▶ [Exercise brief]
Copy out every one of the entries below exactly, line for line, without changing anything.

Segmentation mask entries
§ §

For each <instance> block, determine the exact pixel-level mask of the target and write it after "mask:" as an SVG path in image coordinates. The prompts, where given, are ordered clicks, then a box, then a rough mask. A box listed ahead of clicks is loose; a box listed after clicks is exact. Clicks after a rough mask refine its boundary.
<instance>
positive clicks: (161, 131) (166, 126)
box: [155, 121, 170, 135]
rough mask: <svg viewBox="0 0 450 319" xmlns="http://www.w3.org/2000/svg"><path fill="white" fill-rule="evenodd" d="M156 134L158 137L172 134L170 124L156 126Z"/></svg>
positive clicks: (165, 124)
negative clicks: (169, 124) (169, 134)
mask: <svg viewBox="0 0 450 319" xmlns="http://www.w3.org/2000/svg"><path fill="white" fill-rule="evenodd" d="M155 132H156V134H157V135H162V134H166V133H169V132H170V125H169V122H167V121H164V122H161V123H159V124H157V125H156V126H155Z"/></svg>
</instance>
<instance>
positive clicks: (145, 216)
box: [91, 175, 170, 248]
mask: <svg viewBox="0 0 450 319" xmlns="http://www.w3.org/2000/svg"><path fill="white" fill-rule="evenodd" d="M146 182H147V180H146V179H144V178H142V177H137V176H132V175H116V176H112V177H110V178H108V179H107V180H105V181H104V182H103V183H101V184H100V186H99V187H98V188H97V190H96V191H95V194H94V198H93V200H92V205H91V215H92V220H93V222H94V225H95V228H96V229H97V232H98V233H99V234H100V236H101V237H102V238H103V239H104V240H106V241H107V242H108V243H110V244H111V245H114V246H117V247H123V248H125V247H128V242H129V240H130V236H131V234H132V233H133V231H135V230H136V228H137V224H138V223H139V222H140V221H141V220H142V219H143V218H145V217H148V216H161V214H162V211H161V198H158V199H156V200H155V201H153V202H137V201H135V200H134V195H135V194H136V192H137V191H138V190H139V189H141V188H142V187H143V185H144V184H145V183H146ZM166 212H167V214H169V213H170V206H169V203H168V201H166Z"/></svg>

§ §

▶ [Reply]
For each <instance> block, determine the exact pixel-level mask of the target and write it after "mask:" as an SVG path in image coordinates. The prompts, where given, are ordered clicks, then a box, then a rough mask. A box listed ahead of clicks is loose; a box listed after clicks is exact. Clicks after a rough mask refine its boundary.
<instance>
positive clicks: (161, 131) (166, 126)
box: [155, 121, 170, 135]
rough mask: <svg viewBox="0 0 450 319" xmlns="http://www.w3.org/2000/svg"><path fill="white" fill-rule="evenodd" d="M156 134L158 137L172 134L170 124L156 126Z"/></svg>
positive clicks: (165, 124)
negative clicks: (169, 124) (169, 134)
mask: <svg viewBox="0 0 450 319" xmlns="http://www.w3.org/2000/svg"><path fill="white" fill-rule="evenodd" d="M155 132H156V134H157V135H162V134H166V133H169V132H170V125H169V122H167V121H164V122H161V123H159V124H157V125H156V126H155Z"/></svg>
</instance>
<instance>
positive clicks: (145, 216)
box: [91, 175, 170, 248]
mask: <svg viewBox="0 0 450 319" xmlns="http://www.w3.org/2000/svg"><path fill="white" fill-rule="evenodd" d="M146 182H147V180H146V179H144V178H142V177H137V176H132V175H116V176H112V177H110V178H108V179H107V180H105V181H104V182H103V183H101V184H100V186H99V187H98V188H97V190H96V191H95V194H94V198H93V200H92V205H91V215H92V220H93V222H94V225H95V228H96V229H97V232H98V233H99V234H100V236H101V237H102V238H103V239H104V240H106V241H107V242H108V243H110V244H111V245H114V246H117V247H123V248H125V247H128V242H129V240H130V236H131V234H132V233H133V231H135V230H136V228H137V224H138V223H139V222H140V221H141V220H142V219H143V218H145V217H148V216H161V214H162V211H161V198H158V199H156V200H155V201H153V202H137V201H135V200H134V195H135V194H136V192H137V191H138V190H139V189H141V188H142V187H143V185H144V184H145V183H146ZM166 212H167V214H169V213H170V206H169V203H168V201H166Z"/></svg>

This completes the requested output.